┌──

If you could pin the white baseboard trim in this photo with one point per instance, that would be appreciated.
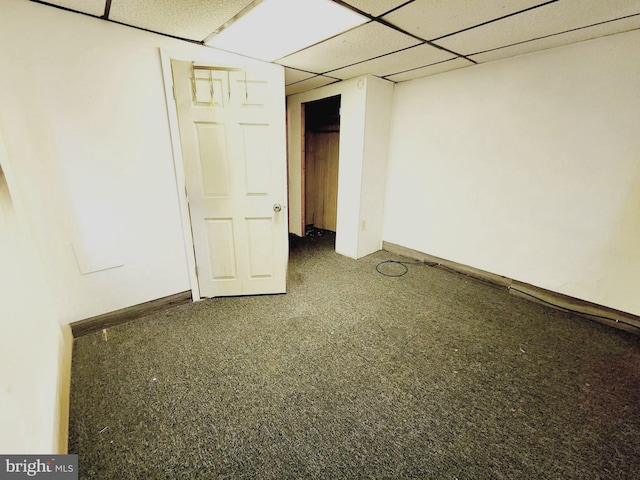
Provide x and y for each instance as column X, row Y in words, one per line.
column 592, row 311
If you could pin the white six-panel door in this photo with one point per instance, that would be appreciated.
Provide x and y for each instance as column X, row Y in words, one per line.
column 232, row 133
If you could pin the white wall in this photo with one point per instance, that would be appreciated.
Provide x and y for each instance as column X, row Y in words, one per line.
column 84, row 119
column 35, row 351
column 374, row 165
column 527, row 167
column 365, row 107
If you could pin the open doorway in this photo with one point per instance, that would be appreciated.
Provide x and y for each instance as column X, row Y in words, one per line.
column 321, row 154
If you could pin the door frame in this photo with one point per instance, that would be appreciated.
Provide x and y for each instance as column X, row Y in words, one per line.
column 178, row 164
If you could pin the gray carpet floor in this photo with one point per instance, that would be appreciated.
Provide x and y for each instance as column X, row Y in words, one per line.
column 353, row 374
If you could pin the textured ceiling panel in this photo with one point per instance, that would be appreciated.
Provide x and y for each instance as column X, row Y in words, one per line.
column 92, row 7
column 548, row 20
column 396, row 62
column 292, row 75
column 192, row 19
column 596, row 31
column 375, row 7
column 310, row 84
column 431, row 19
column 368, row 41
column 454, row 64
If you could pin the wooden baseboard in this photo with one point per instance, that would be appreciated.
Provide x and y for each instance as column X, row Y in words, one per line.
column 108, row 320
column 609, row 316
column 64, row 390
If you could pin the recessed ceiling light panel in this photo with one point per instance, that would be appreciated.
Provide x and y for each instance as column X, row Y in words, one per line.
column 273, row 29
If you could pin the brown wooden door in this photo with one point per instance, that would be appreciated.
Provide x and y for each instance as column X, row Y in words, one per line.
column 321, row 178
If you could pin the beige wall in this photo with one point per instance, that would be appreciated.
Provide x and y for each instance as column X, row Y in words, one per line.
column 35, row 351
column 527, row 167
column 84, row 118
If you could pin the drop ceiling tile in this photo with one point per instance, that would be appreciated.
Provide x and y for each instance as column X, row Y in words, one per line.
column 548, row 20
column 442, row 67
column 291, row 75
column 375, row 7
column 431, row 19
column 92, row 7
column 362, row 43
column 309, row 84
column 419, row 56
column 192, row 19
column 574, row 36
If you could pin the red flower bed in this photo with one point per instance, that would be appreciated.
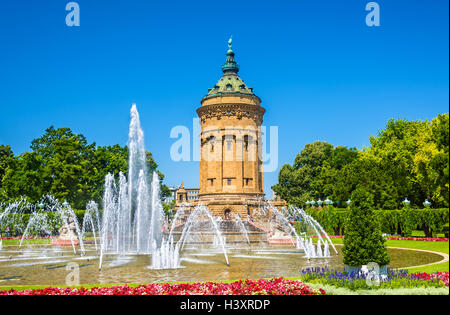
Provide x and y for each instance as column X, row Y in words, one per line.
column 429, row 239
column 275, row 286
column 26, row 237
column 442, row 276
column 401, row 238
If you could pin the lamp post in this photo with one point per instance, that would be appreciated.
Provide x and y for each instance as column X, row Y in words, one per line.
column 328, row 202
column 320, row 202
column 406, row 202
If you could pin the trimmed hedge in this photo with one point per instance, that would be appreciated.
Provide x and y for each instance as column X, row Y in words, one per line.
column 401, row 222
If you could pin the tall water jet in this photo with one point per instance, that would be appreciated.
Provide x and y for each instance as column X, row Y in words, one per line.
column 201, row 224
column 167, row 256
column 242, row 227
column 133, row 213
column 91, row 221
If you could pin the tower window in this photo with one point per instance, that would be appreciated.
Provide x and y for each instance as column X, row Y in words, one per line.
column 246, row 143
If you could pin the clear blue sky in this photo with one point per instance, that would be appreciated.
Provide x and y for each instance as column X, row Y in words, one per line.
column 321, row 73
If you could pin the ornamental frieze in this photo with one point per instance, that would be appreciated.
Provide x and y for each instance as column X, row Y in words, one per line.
column 239, row 111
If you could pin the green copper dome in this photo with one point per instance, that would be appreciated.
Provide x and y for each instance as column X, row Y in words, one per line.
column 230, row 83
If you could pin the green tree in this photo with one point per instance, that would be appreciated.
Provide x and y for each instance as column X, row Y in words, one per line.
column 296, row 182
column 5, row 155
column 23, row 177
column 439, row 162
column 363, row 241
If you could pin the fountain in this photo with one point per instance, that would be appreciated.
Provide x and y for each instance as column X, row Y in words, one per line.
column 167, row 256
column 131, row 228
column 133, row 214
column 91, row 221
column 199, row 228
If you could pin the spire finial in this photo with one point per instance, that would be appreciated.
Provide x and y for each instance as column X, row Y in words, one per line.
column 231, row 64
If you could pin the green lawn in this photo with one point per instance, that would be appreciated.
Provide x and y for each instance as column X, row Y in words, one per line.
column 442, row 247
column 37, row 241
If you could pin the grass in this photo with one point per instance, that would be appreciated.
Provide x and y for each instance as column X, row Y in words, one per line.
column 37, row 241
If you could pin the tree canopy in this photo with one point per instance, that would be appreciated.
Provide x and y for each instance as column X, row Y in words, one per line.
column 64, row 164
column 406, row 159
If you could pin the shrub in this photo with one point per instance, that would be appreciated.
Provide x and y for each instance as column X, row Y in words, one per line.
column 363, row 240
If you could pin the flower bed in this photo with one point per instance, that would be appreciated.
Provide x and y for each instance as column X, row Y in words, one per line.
column 401, row 238
column 428, row 239
column 275, row 286
column 355, row 281
column 441, row 276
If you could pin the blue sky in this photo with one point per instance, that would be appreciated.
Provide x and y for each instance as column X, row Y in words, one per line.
column 321, row 73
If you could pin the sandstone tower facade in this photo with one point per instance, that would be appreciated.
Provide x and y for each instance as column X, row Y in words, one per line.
column 231, row 175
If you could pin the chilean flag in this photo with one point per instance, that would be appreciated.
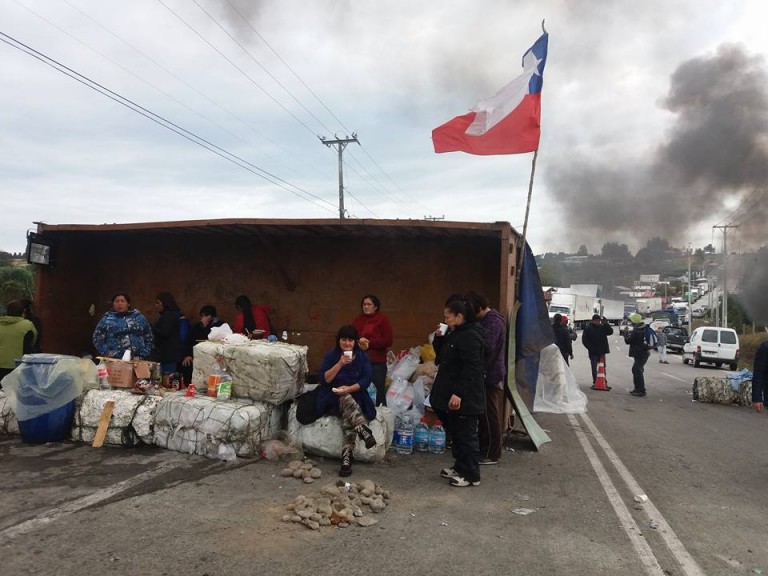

└──

_EXERCISE DIRECTIONS:_
Update the lines starting with the line containing "If you could pin the lamp" and going on through the line containing "column 401, row 222". Replace "trimmed hedge" with "clipped hedge" and leave everything else unchanged.

_RESPONSE:_
If you could pin the lamp post in this photo with one point per instance, that would be appreciated.
Provide x and y for each instance as column X, row Y in words, one per line.
column 328, row 202
column 320, row 202
column 406, row 202
If you could pin the clipped hedge in this photo with one point per instance, that would be appreciated.
Provide x and y for each instance as column X, row Y in words, one per line.
column 401, row 222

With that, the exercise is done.